--- EXERCISE REQUIREMENTS ---
Return, from the listing that follows, each line containing the word "bike".

--- INFORMATION SHOWN ---
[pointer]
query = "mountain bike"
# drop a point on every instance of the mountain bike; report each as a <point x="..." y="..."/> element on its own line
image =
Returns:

--- OUTPUT FOR THIS EXERCISE ---
query = "mountain bike"
# drop a point on every instance of the mountain bike; report each as a <point x="..." y="..."/> element on its own line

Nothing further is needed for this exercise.